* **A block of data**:
Start

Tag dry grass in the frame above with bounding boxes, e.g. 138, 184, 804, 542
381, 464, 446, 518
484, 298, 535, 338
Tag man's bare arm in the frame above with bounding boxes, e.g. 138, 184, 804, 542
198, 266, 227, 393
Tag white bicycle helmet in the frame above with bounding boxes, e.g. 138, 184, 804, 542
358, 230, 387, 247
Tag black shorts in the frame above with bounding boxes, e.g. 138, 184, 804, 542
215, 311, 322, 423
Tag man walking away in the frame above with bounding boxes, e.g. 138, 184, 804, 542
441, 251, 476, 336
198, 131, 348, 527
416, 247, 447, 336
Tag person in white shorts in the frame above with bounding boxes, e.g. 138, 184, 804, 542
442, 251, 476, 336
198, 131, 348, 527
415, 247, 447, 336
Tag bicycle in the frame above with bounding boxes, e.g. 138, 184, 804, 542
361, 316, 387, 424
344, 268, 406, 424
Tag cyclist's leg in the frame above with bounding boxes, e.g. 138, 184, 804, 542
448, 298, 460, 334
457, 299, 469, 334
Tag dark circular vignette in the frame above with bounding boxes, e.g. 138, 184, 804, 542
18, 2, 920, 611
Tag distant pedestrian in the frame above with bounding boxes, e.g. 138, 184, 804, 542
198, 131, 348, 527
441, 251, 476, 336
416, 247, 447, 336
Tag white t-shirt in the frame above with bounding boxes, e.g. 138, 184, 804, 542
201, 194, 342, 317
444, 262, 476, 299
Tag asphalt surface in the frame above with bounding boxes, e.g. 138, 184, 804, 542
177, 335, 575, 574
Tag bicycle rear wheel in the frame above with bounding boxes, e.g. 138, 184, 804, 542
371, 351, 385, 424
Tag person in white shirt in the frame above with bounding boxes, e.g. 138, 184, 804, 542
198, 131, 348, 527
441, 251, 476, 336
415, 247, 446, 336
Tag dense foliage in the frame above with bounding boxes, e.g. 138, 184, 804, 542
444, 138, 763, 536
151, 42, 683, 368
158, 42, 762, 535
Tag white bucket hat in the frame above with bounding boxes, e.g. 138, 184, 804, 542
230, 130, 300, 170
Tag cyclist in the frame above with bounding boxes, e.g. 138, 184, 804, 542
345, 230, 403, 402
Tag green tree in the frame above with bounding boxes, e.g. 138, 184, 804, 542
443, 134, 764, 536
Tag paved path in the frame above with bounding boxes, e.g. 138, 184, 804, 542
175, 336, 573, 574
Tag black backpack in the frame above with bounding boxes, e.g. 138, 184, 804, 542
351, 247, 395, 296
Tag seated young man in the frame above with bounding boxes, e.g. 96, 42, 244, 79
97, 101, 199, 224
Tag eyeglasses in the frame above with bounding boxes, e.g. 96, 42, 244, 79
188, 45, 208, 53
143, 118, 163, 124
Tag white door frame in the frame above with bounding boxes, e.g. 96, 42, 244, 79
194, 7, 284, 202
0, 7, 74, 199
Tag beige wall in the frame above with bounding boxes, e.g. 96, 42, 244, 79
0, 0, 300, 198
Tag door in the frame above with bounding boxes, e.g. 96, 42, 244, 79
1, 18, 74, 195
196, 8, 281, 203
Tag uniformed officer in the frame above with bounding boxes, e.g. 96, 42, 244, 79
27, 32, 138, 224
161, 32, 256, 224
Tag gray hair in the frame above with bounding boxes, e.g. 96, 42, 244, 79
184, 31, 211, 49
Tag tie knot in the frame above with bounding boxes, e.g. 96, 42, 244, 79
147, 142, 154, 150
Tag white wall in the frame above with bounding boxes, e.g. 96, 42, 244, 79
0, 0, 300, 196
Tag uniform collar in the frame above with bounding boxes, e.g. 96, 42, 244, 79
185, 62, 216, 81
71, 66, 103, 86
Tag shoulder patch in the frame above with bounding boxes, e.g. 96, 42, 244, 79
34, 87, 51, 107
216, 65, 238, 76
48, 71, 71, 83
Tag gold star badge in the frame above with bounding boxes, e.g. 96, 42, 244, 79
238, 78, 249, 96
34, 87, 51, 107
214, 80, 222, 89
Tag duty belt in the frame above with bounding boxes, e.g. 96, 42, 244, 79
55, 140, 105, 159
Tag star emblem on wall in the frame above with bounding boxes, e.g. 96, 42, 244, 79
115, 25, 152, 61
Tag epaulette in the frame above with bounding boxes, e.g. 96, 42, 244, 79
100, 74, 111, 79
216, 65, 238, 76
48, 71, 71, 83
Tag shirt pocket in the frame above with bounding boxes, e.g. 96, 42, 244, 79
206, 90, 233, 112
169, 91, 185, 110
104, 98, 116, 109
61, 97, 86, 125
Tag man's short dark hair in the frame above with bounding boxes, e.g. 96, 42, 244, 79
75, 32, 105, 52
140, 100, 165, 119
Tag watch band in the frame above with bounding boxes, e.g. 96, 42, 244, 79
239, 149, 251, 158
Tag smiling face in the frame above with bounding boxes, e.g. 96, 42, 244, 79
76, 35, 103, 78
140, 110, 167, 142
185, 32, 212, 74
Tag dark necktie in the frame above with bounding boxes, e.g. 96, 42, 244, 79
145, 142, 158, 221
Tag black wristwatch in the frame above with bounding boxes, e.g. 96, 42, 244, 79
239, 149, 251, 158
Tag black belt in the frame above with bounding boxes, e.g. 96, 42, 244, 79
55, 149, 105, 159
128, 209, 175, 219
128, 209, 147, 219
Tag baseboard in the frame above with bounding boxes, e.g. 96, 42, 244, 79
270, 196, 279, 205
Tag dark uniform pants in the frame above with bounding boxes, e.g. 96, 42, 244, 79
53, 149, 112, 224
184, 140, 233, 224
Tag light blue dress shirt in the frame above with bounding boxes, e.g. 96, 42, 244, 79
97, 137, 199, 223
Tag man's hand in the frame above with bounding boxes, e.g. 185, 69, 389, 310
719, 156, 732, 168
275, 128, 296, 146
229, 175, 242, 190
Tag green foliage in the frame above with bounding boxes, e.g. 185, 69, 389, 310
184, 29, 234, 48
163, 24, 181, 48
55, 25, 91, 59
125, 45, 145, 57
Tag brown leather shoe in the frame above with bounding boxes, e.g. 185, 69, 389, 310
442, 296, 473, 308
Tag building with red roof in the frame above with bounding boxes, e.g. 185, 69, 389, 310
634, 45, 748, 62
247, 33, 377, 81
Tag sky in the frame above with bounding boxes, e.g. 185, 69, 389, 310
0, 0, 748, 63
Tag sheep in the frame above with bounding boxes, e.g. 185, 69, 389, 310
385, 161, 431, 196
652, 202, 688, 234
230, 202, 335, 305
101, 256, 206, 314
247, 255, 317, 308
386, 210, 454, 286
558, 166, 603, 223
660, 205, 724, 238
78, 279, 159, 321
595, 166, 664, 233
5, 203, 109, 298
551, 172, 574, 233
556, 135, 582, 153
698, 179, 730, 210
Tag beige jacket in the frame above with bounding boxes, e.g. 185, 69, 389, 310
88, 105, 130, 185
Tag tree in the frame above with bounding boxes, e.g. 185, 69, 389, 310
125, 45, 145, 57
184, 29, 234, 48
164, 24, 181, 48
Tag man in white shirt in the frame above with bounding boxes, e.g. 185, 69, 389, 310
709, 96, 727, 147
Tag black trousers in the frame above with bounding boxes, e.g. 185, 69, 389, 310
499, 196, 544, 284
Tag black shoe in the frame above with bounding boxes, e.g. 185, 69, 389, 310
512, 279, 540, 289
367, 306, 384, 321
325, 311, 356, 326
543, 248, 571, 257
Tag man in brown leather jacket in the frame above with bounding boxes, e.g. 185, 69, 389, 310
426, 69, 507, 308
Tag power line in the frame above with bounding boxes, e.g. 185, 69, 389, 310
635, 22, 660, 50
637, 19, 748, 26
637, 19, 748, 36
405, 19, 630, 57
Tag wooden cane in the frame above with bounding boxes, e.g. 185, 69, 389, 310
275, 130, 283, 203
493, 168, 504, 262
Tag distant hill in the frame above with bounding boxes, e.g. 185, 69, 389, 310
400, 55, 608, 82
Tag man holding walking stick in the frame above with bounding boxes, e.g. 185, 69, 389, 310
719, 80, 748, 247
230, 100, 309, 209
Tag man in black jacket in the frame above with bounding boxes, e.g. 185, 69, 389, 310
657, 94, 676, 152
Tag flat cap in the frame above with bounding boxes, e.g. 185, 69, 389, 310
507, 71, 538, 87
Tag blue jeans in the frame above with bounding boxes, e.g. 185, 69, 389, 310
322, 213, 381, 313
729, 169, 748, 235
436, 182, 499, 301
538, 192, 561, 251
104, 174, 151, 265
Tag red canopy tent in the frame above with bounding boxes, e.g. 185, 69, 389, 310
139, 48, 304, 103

End

* **Written problem**:
Put the lines from the start of the data through the line containing "18, 2, 920, 611", inclusive, into a JSON list of strings with one string per line. Leave out any blank lines.

* **Answer to this exercise**:
[
  "Tag dry grass in the frame above with bounding boxes, e.g. 138, 184, 804, 542",
  "381, 464, 446, 518",
  "484, 298, 535, 338",
  "Tag man's bare arm in the frame above with bounding boxes, e.g. 138, 184, 804, 542",
  "198, 266, 227, 393",
  "Tag white bicycle helmet in the frame above with bounding boxes, e.g. 138, 184, 804, 542",
  "358, 230, 387, 247",
  "Tag black shorts in the frame above with bounding boxes, e.g. 138, 184, 804, 542",
  "215, 311, 322, 423",
  "Tag man walking away in the frame above with bounding boxes, e.g. 138, 184, 804, 542",
  "441, 251, 476, 336",
  "198, 131, 348, 527",
  "416, 247, 447, 336",
  "Tag person in white shorts in the frame above with bounding boxes, e.g. 138, 184, 804, 542",
  "442, 251, 476, 336",
  "198, 131, 348, 527",
  "415, 247, 447, 336",
  "Tag bicycle in the frame above with bounding boxes, e.g. 138, 184, 804, 542",
  "361, 316, 387, 424",
  "344, 268, 406, 424",
  "Tag cyclist's leg in the frame above with bounding boxes, e.g. 138, 184, 804, 542",
  "448, 298, 460, 334",
  "457, 299, 469, 334",
  "Tag dark circular vignette in the frame above with bounding boxes, e.g. 138, 184, 804, 542",
  "18, 2, 920, 611"
]